[SOURCE EXTRACT start]

The moving party must serve a copy of its Motion Papers, and the Moving Party’s Statement of Facts, on every other party. The Moving Party’s Statement of Facts must also be sent contemporaneously in electronic form by email to all parties in Rich Text Format (RTF) or such other format as to which the parties agree. The email transmission of the Moving Party’s Statement of Facts is excused if (1) the moving or any opposing party is self-represented, (2) the attorney for the moving party certifies in an affidavit that he or she does not have access to email, or (3) the attorney for the moving party certifies in an affidavit that an opposing party’s attorney has no email address or has not disclosed his or her email address.

(iii) Opposition

Within 21 days after service of the Motion Papers, any party opposing the motion must serve on the moving party the original and one copy of the Opposition, and must serve on all other parties one copy of the Opposition.

[SOURCE EXTRACT end]

▶ WHAT YOU NEED TO DO
(a) From the motion service rules, copy out the part that opens with the words containing "(iii) Opposition" and closes with "of the Opposition.".
(b) According to the motion service rules, under what circumstances is the moving party excused from emailing its Statement of Facts? Answer in one to three sentences.

[SUPPLIED MATERIAL start]

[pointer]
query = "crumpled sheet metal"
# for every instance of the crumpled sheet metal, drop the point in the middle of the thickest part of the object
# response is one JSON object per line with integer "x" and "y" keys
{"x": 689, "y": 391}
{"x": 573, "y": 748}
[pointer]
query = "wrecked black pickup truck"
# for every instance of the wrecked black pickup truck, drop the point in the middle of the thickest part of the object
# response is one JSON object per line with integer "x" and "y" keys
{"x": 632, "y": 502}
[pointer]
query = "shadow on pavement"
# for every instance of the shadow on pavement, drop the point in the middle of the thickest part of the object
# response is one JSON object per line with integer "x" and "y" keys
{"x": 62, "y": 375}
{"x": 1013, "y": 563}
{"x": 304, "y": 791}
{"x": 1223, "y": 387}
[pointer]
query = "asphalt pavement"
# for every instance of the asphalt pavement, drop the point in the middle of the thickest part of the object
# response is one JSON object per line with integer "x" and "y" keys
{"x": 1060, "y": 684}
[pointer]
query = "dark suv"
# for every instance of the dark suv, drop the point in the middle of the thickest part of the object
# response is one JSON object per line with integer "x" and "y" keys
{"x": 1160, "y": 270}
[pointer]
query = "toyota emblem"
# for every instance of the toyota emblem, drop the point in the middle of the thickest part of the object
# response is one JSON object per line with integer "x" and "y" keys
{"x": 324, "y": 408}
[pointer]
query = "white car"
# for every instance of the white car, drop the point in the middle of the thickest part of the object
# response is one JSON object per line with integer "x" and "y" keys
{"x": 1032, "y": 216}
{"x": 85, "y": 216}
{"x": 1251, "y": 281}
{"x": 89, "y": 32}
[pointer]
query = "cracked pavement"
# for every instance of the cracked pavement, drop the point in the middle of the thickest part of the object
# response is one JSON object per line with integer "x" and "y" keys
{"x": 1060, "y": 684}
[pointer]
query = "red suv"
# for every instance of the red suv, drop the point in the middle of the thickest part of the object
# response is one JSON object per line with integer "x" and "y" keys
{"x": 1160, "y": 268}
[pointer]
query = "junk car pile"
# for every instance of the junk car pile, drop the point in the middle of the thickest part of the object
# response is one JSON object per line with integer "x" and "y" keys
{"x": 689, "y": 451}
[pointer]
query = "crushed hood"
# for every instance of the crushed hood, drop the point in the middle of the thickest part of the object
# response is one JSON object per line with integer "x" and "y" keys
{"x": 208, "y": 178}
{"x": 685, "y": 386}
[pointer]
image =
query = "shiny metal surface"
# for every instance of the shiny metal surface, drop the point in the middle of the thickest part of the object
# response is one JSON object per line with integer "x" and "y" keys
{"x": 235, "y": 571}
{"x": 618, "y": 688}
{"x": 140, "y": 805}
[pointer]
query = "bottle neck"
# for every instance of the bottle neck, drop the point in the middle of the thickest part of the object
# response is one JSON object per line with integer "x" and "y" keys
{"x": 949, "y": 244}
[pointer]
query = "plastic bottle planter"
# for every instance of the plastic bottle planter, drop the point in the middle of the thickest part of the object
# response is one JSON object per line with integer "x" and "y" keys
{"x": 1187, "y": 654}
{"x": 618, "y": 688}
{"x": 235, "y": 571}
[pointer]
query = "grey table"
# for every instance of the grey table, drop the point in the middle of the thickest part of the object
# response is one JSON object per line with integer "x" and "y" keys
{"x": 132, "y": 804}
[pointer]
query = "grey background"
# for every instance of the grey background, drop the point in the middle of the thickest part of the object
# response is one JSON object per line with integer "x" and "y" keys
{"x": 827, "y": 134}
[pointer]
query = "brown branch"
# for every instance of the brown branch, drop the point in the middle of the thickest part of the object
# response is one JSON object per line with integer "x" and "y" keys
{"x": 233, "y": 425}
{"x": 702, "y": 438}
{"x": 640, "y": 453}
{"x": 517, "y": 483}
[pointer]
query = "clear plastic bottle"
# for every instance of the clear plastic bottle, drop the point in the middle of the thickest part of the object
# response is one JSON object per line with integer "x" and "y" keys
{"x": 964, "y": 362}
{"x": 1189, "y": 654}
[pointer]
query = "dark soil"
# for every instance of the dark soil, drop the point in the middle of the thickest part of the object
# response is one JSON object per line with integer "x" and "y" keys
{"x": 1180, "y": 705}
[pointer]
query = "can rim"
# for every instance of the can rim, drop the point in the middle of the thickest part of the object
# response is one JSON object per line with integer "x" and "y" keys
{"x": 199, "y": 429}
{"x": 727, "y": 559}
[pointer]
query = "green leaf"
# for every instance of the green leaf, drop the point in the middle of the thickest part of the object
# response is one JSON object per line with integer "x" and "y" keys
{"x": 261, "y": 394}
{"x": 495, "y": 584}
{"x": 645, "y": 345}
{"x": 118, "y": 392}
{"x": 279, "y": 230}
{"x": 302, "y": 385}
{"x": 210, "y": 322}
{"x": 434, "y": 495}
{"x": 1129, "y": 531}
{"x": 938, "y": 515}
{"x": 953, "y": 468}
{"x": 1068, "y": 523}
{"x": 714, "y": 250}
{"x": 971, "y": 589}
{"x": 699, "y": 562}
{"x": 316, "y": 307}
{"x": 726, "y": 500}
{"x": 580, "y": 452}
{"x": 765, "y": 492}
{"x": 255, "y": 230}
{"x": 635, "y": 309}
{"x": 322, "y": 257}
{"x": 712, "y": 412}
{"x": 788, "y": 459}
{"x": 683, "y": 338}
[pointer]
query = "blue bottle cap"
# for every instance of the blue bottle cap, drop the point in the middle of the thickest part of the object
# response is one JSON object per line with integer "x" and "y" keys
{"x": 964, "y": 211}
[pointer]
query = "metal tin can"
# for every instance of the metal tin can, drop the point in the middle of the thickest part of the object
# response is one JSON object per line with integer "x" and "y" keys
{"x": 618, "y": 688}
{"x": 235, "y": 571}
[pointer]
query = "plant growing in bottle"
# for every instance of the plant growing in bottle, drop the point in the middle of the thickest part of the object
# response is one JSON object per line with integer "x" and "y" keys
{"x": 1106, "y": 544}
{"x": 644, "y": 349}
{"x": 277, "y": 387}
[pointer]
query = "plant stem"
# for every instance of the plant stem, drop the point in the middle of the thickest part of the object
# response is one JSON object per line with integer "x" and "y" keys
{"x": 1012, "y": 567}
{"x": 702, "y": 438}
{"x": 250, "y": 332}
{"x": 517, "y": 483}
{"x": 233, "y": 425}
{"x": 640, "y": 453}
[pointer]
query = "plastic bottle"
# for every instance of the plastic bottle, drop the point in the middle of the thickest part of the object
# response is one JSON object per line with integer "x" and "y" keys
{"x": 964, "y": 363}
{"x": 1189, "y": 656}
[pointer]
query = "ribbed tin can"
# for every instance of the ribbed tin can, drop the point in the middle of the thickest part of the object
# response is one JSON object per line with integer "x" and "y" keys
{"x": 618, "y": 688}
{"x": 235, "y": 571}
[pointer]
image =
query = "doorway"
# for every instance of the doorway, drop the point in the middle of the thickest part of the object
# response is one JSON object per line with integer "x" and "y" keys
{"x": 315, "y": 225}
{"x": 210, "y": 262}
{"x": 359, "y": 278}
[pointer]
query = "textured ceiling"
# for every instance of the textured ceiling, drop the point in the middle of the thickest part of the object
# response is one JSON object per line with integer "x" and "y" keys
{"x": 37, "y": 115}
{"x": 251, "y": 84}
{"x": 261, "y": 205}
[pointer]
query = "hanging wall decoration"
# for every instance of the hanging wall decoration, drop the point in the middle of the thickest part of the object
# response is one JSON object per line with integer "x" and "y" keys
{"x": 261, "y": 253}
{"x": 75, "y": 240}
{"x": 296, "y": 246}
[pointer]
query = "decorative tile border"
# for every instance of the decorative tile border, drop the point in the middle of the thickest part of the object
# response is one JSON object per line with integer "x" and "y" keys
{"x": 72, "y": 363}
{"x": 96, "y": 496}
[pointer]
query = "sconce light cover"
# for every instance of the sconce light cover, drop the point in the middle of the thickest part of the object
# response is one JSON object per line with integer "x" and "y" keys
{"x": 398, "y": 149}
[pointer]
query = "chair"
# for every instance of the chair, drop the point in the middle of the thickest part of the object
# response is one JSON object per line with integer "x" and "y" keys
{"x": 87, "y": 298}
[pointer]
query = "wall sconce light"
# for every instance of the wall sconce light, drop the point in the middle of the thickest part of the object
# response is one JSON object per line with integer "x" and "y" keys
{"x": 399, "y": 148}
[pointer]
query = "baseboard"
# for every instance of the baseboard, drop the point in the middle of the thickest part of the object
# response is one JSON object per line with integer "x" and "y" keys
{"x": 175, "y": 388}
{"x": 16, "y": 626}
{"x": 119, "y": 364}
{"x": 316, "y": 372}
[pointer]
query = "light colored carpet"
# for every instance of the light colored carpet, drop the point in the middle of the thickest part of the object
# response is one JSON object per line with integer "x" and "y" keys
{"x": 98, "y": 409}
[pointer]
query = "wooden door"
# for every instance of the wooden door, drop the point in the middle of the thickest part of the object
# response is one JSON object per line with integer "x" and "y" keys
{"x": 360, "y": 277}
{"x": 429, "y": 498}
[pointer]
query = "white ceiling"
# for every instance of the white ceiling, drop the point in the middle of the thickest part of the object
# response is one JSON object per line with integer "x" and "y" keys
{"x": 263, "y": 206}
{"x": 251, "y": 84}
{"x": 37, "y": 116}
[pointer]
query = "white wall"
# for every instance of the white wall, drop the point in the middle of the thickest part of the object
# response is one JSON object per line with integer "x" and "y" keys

[SUPPLIED MATERIAL end]

▶ WRITTEN ANSWERS
(a)
(iii) Opposition

Within 21 days after service of the Motion Papers, any party opposing the motion must serve on the moving party the original and one copy of the Opposition, and must serve on all other parties one copy of the Opposition.

(b) The email transmission is excused if the moving party or any opposing party is self-represented, or if the moving party's attorney certifies in an affidavit that he or she lacks email access. It is also excused if that attorney certifies in an affidavit that an opposing party's attorney has no email address or has not disclosed it.